# [TRECHO FORNECIDO]
As privações afetam, de maneira mais intensa, crianças e adolescentes negros, assim como aqueles que vivem em zonas rurais. Esse cenário ressalta a urgência de implementar políticas públicas integradas e intersetoriais para abordar a questão de forma eficaz.
De acordo com a chefe de Políticas Sociais do UNICEF no Brasil, Liliana Chopitea, em publicação no site do Fundo, apesar de alguns avanços, é essencial garantir que os direitos humanos sejam tratados de forma integrada.
“Crianças e adolescentes precisam ter todos os seus direitos garantidos de forma conjunta, já que os direitos humanos são indivisíveis. Os resultados deste estudo mostram que o Brasil conseguiu avançar nas diversas dimensões avaliadas, reduzindo a pobreza multidimensional e impactando positivamente meninas e meninos em todo o País”, explica.
Em Alagoas, os números reforçam o alerta: 80,5% da população não têm acesso à rede de esgoto, e 36,7% das famílias vivem em insegurança alimentar grave, de acordo a professora da Faculdade de Nutrição, da Universidade Federal de Alagoas (UFAL) e doutora pela Universidade Federal de São Paulo (Unifesp), Ana Paula Clemente.
Esses indicadores, complementados por dados da Rede PENSSAN de 2022, mostram que o estado também lidera a taxa de desemprego no Nordeste (12%) e enfrenta um histórico de exclusões sociais.

# [SEÇÃO DE DADOS]
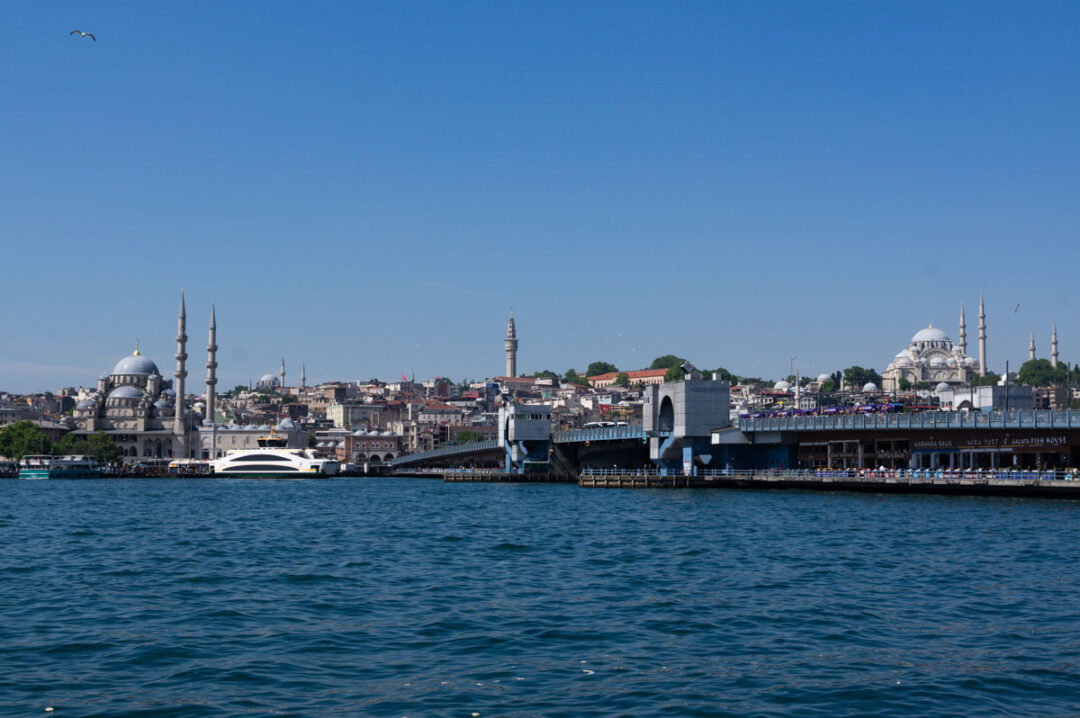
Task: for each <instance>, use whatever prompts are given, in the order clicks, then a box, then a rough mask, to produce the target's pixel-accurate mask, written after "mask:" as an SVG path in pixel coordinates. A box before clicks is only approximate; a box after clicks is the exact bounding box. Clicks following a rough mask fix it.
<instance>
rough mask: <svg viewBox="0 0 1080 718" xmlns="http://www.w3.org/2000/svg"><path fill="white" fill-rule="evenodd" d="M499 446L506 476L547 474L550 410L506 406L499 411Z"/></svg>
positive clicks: (522, 407)
mask: <svg viewBox="0 0 1080 718" xmlns="http://www.w3.org/2000/svg"><path fill="white" fill-rule="evenodd" d="M499 445H500V446H502V448H503V451H504V452H505V457H507V458H505V471H507V473H508V474H524V473H525V472H526V471H527V470H528V469H534V470H539V471H548V466H549V465H550V462H551V407H550V406H543V405H540V404H513V403H508V404H505V405H503V406H502V407H500V408H499Z"/></svg>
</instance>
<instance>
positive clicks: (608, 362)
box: [585, 362, 619, 377]
mask: <svg viewBox="0 0 1080 718" xmlns="http://www.w3.org/2000/svg"><path fill="white" fill-rule="evenodd" d="M618 370H619V367H617V366H616V365H615V364H611V363H610V362H593V363H592V364H590V365H589V368H586V369H585V376H586V377H595V376H598V375H602V374H610V372H612V371H618Z"/></svg>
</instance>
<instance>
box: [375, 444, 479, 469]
mask: <svg viewBox="0 0 1080 718" xmlns="http://www.w3.org/2000/svg"><path fill="white" fill-rule="evenodd" d="M497 448H499V442H498V441H497V439H491V441H487V442H471V443H469V444H455V445H453V446H442V447H440V448H437V449H433V450H431V451H420V452H418V453H406V455H405V456H402V457H396V458H394V459H392V460H391V461H390V465H391V466H407V465H409V464H414V463H423V462H424V461H429V460H431V459H441V458H443V457H456V456H463V455H468V453H481V452H483V451H491V450H495V449H497Z"/></svg>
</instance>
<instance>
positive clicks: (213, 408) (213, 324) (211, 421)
mask: <svg viewBox="0 0 1080 718" xmlns="http://www.w3.org/2000/svg"><path fill="white" fill-rule="evenodd" d="M216 385H217V316H216V313H215V311H214V302H211V304H210V341H207V342H206V418H207V419H210V421H211V423H214V393H215V391H216V390H215V389H214V388H215V387H216Z"/></svg>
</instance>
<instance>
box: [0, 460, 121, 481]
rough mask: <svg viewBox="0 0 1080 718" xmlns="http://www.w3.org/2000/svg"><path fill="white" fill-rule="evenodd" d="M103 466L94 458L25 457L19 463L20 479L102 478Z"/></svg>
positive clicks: (18, 472) (18, 464) (18, 468)
mask: <svg viewBox="0 0 1080 718" xmlns="http://www.w3.org/2000/svg"><path fill="white" fill-rule="evenodd" d="M100 476H102V466H100V464H98V463H97V460H96V459H95V458H94V457H84V456H67V457H52V456H44V455H33V456H25V457H23V459H22V461H19V462H18V477H19V478H100Z"/></svg>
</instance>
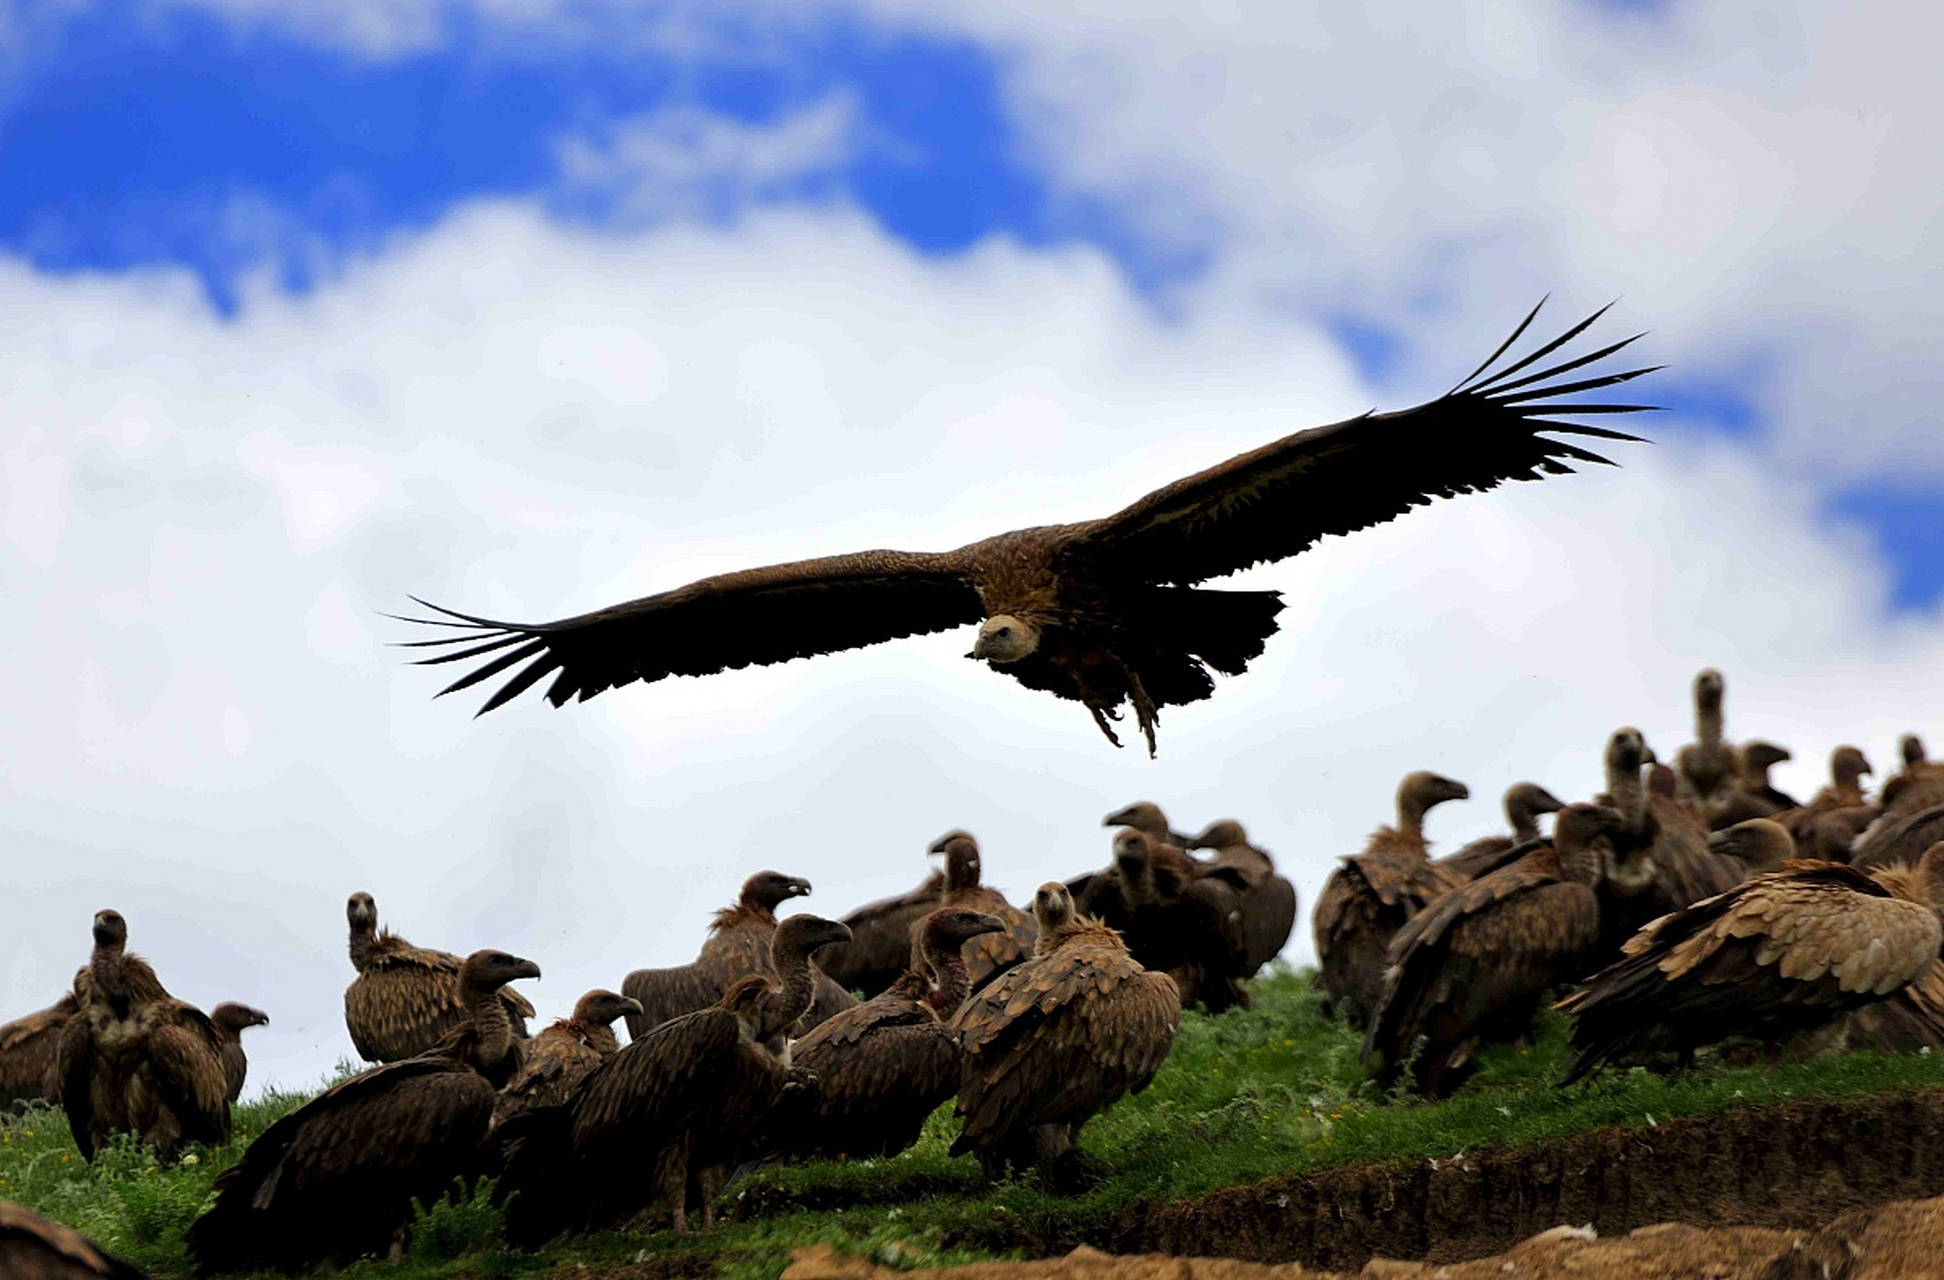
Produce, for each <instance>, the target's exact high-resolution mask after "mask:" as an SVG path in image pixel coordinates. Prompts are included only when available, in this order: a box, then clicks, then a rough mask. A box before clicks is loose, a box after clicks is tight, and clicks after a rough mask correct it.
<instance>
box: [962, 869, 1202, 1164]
mask: <svg viewBox="0 0 1944 1280" xmlns="http://www.w3.org/2000/svg"><path fill="white" fill-rule="evenodd" d="M1032 914H1034V918H1036V920H1038V926H1040V942H1038V949H1036V953H1034V955H1032V959H1028V961H1024V963H1023V965H1019V967H1015V969H1009V971H1005V973H1001V975H999V977H997V978H993V980H991V982H988V984H986V990H982V992H978V994H974V996H972V998H970V1000H966V1004H964V1006H962V1008H960V1010H958V1013H956V1017H953V1025H955V1027H956V1029H958V1031H960V1033H962V1037H964V1039H962V1047H964V1072H962V1082H960V1087H958V1105H956V1113H958V1117H960V1119H962V1120H964V1126H962V1128H960V1132H958V1138H956V1140H955V1142H953V1150H951V1154H953V1156H962V1154H964V1152H976V1154H978V1159H980V1163H982V1165H984V1167H986V1171H988V1173H993V1175H997V1173H1001V1171H1003V1169H1005V1167H1007V1165H1015V1167H1036V1165H1050V1163H1054V1161H1058V1159H1059V1157H1061V1156H1065V1154H1067V1152H1069V1150H1071V1146H1073V1144H1075V1140H1077V1138H1079V1130H1081V1124H1085V1122H1087V1119H1089V1117H1093V1115H1094V1113H1098V1111H1102V1109H1106V1107H1110V1105H1112V1103H1116V1101H1120V1097H1124V1095H1128V1093H1139V1091H1141V1089H1145V1087H1147V1082H1151V1080H1153V1078H1155V1072H1157V1070H1161V1064H1163V1062H1164V1060H1166V1058H1168V1049H1172V1045H1174V1031H1176V1027H1178V1025H1180V1019H1182V1004H1180V998H1178V996H1176V990H1174V980H1172V978H1168V977H1166V975H1164V973H1149V971H1147V969H1143V967H1141V965H1139V963H1135V959H1133V957H1131V955H1128V945H1126V943H1124V942H1122V940H1120V936H1118V934H1116V932H1114V930H1110V928H1106V926H1102V924H1098V922H1094V920H1089V918H1085V916H1075V912H1073V897H1071V895H1069V893H1067V887H1065V885H1061V883H1058V881H1056V883H1048V885H1040V891H1038V893H1034V897H1032Z"/></svg>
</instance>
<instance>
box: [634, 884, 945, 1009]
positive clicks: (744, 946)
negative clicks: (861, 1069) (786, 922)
mask: <svg viewBox="0 0 1944 1280" xmlns="http://www.w3.org/2000/svg"><path fill="white" fill-rule="evenodd" d="M809 891H811V881H807V879H803V877H799V875H783V873H781V871H756V873H754V875H750V877H748V879H745V881H743V891H741V893H739V895H737V905H735V907H725V908H723V910H717V912H715V918H713V920H712V922H710V936H708V938H706V940H704V942H702V951H698V953H696V959H694V961H690V963H686V965H677V967H673V969H636V971H634V973H630V975H628V977H626V978H622V984H620V990H622V994H624V996H628V998H632V1000H638V1002H640V1004H642V1012H640V1013H630V1015H628V1039H630V1041H638V1039H642V1037H643V1035H647V1031H649V1029H651V1027H657V1025H661V1023H665V1021H669V1019H671V1017H680V1015H682V1013H694V1012H696V1010H706V1008H710V1006H713V1004H715V1002H717V1000H721V998H723V992H727V990H729V984H731V982H735V980H737V978H745V977H748V975H752V973H756V975H766V977H776V969H774V967H772V963H770V943H772V940H774V938H776V908H778V907H780V905H781V903H787V901H789V899H793V897H803V895H807V893H809ZM906 947H910V942H906ZM811 980H813V986H815V992H813V1000H811V1006H809V1012H807V1013H805V1015H803V1023H801V1025H799V1027H797V1033H799V1035H801V1033H803V1031H809V1029H811V1027H815V1025H816V1023H820V1021H822V1019H826V1017H830V1015H832V1013H836V1012H838V1010H848V1008H850V1006H853V1004H857V998H855V996H851V994H850V992H848V990H844V988H842V986H838V984H836V982H832V980H830V978H828V977H826V975H824V973H822V971H820V969H813V975H811Z"/></svg>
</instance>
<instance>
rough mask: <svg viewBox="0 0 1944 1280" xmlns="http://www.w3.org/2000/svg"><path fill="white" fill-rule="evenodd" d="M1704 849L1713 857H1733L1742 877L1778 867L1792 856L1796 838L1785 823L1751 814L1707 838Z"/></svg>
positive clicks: (1794, 849) (1779, 868) (1795, 847)
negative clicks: (1712, 855)
mask: <svg viewBox="0 0 1944 1280" xmlns="http://www.w3.org/2000/svg"><path fill="white" fill-rule="evenodd" d="M1707 852H1711V854H1715V856H1717V858H1734V862H1736V870H1738V871H1740V873H1742V877H1744V879H1746V877H1750V875H1767V873H1769V871H1781V870H1783V864H1785V862H1790V860H1792V858H1794V856H1796V842H1794V840H1792V838H1790V835H1788V827H1783V825H1781V823H1777V821H1773V819H1767V817H1752V819H1748V821H1742V823H1736V825H1734V827H1724V829H1720V831H1717V833H1715V835H1711V836H1709V838H1707Z"/></svg>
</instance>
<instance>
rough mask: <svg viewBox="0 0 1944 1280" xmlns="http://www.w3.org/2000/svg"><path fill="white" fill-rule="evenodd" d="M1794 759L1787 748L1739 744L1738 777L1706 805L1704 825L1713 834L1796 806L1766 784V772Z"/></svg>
mask: <svg viewBox="0 0 1944 1280" xmlns="http://www.w3.org/2000/svg"><path fill="white" fill-rule="evenodd" d="M1788 759H1794V757H1792V755H1790V753H1788V749H1787V747H1777V745H1775V743H1765V741H1759V739H1752V741H1746V743H1742V776H1740V778H1736V782H1734V786H1730V788H1726V790H1724V792H1722V794H1720V796H1718V798H1717V800H1715V801H1713V803H1711V805H1707V825H1709V827H1713V829H1715V831H1722V829H1724V827H1734V825H1736V823H1742V821H1748V819H1752V817H1775V815H1779V813H1785V811H1788V809H1794V807H1796V803H1798V801H1796V798H1794V796H1790V794H1788V792H1781V790H1777V788H1775V784H1773V782H1769V770H1771V768H1775V766H1777V764H1781V763H1783V761H1788Z"/></svg>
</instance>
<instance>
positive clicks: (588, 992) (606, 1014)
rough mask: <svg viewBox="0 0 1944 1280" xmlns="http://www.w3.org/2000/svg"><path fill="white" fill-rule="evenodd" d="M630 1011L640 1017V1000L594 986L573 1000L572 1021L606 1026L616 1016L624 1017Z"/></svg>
mask: <svg viewBox="0 0 1944 1280" xmlns="http://www.w3.org/2000/svg"><path fill="white" fill-rule="evenodd" d="M630 1013H634V1015H636V1017H640V1015H642V1002H640V1000H632V998H628V996H620V994H616V992H610V990H599V988H595V990H591V992H587V994H585V996H581V998H579V1000H575V1002H573V1021H577V1023H587V1025H591V1027H607V1025H610V1023H612V1021H614V1019H616V1017H626V1015H630Z"/></svg>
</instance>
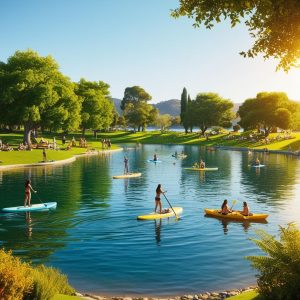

# [TAREFA]
Transcreva, do texto sobre a pobreza entre crianças e adolescentes, a parte que vai de "Esses indicadores, complementados" até "de exclusões sociais.", inclusive.

# [RESOLUÇÃO DO EXERCÍCIO]
Esses indicadores, complementados por dados da Rede PENSSAN de 2022, mostram que o estado também lidera a taxa de desemprego no Nordeste (12%) e enfrenta um histórico de exclusões sociais.